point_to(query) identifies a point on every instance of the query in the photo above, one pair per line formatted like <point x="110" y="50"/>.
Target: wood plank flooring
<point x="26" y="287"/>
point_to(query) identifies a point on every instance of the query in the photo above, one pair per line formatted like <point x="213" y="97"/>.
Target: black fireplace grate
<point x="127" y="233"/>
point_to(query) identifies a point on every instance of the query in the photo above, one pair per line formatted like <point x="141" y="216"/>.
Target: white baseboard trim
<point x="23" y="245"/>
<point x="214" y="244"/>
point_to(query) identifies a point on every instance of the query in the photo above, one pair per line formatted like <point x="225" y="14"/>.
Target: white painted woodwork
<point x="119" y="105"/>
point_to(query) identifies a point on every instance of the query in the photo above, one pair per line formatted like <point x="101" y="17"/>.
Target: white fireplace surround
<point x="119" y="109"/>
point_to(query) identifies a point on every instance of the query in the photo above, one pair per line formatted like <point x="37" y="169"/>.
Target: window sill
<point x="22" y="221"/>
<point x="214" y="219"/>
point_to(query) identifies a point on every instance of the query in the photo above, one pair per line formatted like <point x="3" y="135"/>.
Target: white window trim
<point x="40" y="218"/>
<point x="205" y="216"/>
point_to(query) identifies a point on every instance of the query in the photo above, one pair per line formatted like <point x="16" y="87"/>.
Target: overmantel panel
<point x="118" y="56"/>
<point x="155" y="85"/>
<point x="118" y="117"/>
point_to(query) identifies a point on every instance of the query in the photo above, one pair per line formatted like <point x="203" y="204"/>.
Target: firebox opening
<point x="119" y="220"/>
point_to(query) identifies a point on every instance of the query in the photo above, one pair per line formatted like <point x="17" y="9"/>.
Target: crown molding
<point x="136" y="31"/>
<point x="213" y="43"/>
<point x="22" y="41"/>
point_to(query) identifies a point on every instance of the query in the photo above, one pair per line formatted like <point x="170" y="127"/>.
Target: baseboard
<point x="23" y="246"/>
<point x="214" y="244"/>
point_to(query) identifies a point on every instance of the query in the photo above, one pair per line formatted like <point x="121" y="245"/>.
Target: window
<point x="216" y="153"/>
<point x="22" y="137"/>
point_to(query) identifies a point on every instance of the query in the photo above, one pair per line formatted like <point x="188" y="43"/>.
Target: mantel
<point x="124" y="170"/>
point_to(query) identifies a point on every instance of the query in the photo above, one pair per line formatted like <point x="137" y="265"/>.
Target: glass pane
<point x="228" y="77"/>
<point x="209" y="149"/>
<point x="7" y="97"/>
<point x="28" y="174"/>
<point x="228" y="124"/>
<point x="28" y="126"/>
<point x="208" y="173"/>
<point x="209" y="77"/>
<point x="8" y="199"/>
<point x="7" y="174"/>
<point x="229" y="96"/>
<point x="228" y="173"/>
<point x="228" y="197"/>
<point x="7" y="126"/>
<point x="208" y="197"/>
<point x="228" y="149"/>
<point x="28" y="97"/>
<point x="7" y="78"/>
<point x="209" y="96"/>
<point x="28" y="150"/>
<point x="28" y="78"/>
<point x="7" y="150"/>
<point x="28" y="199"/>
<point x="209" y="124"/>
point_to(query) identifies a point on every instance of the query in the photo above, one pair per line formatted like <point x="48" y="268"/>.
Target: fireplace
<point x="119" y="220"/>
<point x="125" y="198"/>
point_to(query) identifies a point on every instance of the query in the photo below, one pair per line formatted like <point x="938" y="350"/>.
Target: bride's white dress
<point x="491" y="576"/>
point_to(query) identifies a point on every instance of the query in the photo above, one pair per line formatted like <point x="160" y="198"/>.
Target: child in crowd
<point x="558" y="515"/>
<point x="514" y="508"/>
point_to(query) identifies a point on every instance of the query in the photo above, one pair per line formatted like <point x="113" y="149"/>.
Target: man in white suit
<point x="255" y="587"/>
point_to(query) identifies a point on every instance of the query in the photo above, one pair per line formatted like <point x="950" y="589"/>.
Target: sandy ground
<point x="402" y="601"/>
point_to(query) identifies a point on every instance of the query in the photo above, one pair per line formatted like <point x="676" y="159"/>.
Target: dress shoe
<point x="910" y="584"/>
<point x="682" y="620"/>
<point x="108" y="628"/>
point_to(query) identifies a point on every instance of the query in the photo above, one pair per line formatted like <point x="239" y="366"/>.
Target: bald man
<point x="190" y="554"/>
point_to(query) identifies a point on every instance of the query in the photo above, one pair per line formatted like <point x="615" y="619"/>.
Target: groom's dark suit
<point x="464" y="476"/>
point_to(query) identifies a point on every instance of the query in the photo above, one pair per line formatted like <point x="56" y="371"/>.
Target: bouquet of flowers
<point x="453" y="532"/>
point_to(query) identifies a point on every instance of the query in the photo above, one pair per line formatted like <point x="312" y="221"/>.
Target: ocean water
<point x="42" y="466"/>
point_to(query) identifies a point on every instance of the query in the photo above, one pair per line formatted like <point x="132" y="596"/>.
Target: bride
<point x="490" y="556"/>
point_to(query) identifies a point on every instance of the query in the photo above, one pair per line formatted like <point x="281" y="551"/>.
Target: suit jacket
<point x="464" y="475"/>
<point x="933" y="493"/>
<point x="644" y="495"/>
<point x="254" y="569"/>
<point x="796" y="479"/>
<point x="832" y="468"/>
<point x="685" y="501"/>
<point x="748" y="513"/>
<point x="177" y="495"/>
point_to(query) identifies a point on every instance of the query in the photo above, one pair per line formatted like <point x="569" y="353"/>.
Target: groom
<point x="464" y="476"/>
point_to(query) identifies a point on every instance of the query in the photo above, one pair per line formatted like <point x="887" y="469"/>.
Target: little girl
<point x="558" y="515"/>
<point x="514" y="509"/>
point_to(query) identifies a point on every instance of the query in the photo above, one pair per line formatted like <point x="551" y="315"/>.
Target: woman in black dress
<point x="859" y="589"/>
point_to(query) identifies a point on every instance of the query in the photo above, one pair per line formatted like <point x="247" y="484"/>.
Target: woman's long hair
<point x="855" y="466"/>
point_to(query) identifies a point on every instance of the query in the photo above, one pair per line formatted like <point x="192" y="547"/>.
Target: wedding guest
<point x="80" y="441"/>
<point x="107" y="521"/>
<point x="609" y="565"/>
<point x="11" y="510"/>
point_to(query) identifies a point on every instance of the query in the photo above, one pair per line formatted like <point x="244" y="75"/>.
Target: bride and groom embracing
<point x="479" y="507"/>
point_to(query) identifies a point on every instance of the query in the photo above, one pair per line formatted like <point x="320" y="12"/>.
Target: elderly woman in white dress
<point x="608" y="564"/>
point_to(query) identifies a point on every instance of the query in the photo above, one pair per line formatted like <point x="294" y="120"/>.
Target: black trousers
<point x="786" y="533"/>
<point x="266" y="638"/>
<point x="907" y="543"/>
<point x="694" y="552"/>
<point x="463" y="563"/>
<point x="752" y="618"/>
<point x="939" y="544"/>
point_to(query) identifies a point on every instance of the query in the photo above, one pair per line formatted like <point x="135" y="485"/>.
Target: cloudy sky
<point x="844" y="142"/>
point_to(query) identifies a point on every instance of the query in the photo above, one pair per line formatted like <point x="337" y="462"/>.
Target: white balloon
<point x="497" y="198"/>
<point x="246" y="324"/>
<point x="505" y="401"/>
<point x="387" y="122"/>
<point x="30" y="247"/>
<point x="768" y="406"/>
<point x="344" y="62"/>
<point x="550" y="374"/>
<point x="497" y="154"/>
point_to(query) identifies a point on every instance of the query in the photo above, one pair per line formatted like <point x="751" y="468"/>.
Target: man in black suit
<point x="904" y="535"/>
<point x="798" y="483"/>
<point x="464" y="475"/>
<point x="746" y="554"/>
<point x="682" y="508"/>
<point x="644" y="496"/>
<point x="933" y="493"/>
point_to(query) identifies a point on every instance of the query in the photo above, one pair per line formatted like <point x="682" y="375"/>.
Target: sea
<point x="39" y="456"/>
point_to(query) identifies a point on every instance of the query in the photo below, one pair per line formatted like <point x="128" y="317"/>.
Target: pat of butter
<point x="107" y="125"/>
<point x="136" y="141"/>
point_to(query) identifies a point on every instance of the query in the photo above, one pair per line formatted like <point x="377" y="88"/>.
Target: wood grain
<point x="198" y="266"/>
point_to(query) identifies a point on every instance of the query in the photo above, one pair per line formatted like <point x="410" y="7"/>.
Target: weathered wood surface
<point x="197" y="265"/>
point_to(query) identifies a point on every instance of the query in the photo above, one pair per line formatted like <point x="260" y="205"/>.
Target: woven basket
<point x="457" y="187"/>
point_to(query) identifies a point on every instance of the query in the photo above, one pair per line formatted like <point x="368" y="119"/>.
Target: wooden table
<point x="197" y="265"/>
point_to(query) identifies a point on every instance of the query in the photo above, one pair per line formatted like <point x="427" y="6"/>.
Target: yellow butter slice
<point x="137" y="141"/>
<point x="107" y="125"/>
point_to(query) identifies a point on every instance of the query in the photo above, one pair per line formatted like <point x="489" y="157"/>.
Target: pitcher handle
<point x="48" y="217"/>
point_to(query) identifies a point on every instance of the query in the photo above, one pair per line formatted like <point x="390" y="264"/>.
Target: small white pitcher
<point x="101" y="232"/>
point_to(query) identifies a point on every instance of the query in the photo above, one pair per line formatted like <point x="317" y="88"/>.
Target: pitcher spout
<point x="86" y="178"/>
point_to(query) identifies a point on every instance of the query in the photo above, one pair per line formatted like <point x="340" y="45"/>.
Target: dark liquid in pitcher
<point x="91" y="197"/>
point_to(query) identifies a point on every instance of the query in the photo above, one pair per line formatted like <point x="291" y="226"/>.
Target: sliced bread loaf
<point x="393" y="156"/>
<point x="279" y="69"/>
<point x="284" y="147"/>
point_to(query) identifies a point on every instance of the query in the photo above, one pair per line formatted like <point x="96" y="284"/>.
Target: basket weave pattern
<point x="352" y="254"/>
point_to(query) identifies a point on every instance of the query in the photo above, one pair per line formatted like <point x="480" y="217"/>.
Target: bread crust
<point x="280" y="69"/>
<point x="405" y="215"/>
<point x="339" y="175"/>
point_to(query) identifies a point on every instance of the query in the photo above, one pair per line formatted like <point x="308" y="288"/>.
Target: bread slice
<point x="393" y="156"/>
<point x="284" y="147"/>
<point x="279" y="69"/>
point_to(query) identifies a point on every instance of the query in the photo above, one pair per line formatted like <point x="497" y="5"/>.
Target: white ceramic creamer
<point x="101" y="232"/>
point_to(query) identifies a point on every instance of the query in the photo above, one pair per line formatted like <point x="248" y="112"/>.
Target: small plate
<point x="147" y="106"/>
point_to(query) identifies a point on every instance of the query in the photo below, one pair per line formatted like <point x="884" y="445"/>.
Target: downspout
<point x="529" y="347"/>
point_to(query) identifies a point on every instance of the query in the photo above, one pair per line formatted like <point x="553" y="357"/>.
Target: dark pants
◇ ◇ ◇ ◇ ◇
> **Challenge**:
How many lines of the records above contain the word "dress"? Reply with the number alone.

> **Solved exercise**:
4